If a line in the material below holds the string "foliage", tally it, then give the tally alone.

*****

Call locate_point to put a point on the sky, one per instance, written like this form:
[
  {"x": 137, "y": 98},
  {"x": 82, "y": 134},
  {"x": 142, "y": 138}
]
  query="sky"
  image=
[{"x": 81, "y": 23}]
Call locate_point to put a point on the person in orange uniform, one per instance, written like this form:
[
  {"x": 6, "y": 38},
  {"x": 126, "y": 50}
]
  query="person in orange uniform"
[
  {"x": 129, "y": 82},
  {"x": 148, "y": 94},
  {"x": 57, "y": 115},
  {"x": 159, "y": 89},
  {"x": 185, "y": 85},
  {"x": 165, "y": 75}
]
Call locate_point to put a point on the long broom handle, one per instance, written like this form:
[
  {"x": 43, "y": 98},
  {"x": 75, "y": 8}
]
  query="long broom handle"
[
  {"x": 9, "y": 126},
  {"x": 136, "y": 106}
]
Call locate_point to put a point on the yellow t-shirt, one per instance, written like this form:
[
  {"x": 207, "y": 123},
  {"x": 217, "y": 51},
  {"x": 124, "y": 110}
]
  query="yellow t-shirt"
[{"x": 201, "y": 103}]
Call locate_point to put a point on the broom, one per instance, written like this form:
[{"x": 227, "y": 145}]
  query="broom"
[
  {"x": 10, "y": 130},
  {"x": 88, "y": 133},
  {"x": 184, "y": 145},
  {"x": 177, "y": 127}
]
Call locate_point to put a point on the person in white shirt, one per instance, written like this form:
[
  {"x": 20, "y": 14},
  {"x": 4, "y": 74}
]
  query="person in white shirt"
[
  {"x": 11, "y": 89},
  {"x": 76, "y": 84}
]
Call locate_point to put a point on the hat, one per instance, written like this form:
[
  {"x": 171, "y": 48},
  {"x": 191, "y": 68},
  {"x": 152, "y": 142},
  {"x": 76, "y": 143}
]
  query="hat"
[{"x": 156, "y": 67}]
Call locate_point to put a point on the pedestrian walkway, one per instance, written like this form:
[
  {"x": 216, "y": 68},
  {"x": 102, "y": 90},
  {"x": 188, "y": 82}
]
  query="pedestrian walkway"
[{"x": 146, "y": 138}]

*****

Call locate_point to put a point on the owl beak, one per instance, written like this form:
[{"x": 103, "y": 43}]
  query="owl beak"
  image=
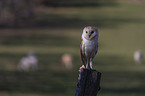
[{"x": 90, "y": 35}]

*****

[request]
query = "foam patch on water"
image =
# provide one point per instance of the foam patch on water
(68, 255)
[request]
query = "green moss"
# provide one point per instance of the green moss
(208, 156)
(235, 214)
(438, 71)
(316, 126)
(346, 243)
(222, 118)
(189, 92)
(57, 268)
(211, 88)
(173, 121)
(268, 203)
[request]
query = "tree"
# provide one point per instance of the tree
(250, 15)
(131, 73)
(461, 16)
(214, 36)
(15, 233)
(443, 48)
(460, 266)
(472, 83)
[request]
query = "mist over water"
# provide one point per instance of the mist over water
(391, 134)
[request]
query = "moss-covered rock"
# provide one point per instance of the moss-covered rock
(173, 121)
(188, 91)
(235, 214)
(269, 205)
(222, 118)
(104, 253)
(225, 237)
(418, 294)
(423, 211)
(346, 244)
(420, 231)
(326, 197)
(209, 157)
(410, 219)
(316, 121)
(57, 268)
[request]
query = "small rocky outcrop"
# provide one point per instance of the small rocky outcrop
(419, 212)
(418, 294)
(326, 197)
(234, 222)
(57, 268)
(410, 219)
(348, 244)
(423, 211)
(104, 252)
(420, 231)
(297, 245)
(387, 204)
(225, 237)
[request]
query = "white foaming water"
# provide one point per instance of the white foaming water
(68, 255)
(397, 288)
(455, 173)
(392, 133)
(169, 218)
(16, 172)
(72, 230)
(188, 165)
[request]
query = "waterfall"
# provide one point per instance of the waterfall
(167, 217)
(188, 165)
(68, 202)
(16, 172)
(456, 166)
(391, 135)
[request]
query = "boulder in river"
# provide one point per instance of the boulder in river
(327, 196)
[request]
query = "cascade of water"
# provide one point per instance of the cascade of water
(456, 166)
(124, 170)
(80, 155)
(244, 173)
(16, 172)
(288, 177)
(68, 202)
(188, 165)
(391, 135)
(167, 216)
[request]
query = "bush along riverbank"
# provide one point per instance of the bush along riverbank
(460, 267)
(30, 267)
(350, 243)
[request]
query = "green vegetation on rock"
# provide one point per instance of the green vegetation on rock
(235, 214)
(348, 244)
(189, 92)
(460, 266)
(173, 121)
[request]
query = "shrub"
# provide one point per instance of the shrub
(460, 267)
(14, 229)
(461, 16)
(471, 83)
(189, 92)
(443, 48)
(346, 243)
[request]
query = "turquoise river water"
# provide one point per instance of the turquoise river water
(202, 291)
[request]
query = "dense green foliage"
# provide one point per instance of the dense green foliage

*****

» OUTPUT
2